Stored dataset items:
══════

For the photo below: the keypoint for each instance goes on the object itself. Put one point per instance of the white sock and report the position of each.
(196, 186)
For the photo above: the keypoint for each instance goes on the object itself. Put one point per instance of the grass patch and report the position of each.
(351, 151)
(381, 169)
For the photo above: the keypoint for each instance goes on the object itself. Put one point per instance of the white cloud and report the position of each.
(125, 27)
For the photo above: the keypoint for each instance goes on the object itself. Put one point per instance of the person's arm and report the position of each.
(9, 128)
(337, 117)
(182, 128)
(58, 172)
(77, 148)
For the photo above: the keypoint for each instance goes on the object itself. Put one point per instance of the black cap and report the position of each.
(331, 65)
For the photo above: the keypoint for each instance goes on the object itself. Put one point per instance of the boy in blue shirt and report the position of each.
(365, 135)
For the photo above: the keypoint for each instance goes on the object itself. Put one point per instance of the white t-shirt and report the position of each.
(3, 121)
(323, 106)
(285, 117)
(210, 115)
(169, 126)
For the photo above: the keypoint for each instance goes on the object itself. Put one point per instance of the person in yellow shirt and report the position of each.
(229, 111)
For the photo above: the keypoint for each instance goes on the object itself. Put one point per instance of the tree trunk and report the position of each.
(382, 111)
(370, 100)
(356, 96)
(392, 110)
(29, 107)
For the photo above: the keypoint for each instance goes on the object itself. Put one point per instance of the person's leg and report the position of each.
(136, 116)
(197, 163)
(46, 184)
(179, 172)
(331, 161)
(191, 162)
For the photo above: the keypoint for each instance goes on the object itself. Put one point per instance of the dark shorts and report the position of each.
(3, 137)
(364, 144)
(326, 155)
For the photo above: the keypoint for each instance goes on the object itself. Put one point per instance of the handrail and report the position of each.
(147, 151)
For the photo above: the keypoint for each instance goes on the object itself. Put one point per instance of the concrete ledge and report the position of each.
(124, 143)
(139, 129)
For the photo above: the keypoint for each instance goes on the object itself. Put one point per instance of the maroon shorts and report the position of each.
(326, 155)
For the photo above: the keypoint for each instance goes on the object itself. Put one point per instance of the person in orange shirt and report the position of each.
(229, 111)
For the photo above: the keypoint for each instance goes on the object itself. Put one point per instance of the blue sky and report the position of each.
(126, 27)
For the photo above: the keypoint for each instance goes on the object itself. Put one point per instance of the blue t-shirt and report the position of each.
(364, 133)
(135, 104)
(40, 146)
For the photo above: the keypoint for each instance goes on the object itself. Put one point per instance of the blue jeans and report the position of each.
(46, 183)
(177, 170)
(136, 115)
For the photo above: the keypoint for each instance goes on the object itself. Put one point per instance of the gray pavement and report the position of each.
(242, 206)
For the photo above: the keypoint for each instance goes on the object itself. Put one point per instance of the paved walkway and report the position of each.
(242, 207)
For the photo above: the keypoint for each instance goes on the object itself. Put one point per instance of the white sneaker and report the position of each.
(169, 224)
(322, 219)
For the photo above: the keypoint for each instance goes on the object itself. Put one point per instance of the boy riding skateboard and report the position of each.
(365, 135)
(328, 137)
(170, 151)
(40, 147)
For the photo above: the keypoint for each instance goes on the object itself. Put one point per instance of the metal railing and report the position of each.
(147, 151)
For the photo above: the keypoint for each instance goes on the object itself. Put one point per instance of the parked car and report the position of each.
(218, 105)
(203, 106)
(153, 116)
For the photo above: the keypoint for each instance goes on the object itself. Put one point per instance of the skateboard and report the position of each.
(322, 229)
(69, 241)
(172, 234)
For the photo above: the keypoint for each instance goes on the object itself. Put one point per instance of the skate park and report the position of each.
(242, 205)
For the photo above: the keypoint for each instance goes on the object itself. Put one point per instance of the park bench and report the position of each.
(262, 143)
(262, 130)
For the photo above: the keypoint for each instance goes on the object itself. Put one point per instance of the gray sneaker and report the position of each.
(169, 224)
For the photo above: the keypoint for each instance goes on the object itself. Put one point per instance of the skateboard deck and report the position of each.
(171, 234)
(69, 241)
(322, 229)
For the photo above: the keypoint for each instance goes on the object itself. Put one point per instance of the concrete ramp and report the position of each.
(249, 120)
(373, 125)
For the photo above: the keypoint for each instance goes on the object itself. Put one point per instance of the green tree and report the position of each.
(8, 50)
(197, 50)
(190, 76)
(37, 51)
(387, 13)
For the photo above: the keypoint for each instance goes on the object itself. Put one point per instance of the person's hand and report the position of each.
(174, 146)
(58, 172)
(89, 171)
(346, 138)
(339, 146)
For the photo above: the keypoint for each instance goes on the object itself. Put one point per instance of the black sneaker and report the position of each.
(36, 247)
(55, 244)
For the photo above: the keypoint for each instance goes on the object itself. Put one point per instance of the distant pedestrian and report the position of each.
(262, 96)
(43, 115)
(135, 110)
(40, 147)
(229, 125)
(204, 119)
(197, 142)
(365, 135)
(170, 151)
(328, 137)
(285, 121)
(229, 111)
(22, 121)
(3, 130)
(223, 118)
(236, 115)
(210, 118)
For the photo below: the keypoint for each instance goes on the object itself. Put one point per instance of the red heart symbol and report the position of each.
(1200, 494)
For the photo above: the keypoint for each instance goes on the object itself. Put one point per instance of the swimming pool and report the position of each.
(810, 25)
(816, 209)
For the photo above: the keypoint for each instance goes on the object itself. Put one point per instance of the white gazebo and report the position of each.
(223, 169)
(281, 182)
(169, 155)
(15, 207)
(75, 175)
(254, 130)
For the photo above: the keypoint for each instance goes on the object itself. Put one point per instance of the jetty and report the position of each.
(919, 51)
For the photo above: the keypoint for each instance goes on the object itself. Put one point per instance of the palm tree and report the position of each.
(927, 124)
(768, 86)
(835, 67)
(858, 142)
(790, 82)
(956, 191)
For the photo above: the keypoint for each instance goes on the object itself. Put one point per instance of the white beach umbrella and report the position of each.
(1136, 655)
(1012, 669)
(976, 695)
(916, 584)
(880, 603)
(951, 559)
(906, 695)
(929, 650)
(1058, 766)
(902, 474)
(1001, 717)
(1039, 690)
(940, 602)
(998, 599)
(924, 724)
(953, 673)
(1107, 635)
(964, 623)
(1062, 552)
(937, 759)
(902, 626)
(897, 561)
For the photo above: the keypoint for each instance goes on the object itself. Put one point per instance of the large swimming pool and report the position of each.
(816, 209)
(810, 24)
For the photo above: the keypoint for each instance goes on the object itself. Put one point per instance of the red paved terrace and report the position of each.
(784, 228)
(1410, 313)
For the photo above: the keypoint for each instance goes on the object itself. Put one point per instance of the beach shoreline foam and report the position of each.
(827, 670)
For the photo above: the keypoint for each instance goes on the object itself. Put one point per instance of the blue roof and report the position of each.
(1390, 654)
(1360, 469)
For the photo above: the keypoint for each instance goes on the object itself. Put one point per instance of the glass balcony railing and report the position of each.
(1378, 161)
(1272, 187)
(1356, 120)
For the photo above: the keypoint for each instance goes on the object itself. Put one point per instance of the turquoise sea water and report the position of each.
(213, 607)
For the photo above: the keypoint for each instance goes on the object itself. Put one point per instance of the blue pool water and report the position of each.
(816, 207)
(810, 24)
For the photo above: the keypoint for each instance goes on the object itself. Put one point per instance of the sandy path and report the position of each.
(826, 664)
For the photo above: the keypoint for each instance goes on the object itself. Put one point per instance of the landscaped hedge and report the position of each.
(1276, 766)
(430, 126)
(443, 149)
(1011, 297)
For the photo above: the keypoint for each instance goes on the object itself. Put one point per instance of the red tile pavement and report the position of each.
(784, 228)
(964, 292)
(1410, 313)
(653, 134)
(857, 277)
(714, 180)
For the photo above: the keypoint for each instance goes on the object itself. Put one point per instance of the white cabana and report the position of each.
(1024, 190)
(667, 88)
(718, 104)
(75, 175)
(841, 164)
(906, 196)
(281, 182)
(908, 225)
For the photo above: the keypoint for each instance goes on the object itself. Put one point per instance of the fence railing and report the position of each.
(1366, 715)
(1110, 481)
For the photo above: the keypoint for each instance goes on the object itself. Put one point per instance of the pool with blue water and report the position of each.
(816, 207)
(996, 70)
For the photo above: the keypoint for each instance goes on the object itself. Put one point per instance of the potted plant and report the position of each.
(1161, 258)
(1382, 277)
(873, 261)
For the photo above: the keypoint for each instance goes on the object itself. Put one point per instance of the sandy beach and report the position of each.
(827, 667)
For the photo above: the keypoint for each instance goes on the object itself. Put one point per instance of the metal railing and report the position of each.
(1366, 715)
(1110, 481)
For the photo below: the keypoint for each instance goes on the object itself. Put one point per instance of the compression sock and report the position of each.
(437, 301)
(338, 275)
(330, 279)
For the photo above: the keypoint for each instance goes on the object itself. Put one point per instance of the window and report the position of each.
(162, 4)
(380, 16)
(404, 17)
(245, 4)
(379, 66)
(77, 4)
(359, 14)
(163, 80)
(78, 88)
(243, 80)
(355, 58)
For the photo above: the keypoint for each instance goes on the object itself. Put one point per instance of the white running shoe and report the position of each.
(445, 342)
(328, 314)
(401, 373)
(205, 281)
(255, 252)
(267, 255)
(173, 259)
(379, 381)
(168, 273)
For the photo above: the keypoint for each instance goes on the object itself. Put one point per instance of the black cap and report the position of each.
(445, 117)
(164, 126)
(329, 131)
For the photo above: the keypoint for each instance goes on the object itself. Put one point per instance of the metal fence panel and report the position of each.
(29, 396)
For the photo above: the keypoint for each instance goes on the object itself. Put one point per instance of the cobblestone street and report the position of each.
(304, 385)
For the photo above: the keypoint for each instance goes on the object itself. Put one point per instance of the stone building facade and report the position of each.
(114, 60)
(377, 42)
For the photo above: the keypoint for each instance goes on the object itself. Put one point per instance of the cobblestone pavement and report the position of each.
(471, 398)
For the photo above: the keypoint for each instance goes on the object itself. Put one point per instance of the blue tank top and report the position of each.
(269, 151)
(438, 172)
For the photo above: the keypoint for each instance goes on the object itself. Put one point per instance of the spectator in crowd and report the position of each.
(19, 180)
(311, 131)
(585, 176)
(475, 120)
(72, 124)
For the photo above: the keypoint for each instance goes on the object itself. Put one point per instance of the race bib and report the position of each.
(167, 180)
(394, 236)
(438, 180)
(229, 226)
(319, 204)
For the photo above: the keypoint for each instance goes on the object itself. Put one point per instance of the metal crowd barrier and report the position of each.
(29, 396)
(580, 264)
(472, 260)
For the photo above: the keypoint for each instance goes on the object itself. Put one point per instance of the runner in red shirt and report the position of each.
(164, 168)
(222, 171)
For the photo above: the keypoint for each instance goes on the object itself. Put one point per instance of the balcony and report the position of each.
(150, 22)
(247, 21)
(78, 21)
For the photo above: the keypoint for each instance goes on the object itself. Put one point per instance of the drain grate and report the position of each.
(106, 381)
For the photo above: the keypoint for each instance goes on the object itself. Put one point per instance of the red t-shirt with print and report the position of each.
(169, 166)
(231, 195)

══════

The task here is to output the line with "barrier and report the position of each." and all lines after it to the end of the records above, exactly and only those.

» Response for this exercise
For the photo above: the keypoint for each instance goes on the object itself. Put one point per instance of the metal crowd barrier and report the position of each.
(29, 396)
(580, 264)
(472, 260)
For the photo above: the keypoint for each instance goes on the object itself. Put one point per instance of the runner in red shirt and report the position of each.
(164, 168)
(222, 171)
For the photo above: the keypoint for each instance goes on the object itself. Put one point per instance of the balcony and report the position of each.
(150, 22)
(247, 21)
(78, 21)
For the photo above: the keypoint for each instance goes on the object itself. Put one point per instance of the drain grate and report the position of each.
(106, 381)
For the photo above: the keypoint for each instance goes on the object itself. Put one point per instance of the red t-shirt with print and report the position of each.
(169, 166)
(231, 195)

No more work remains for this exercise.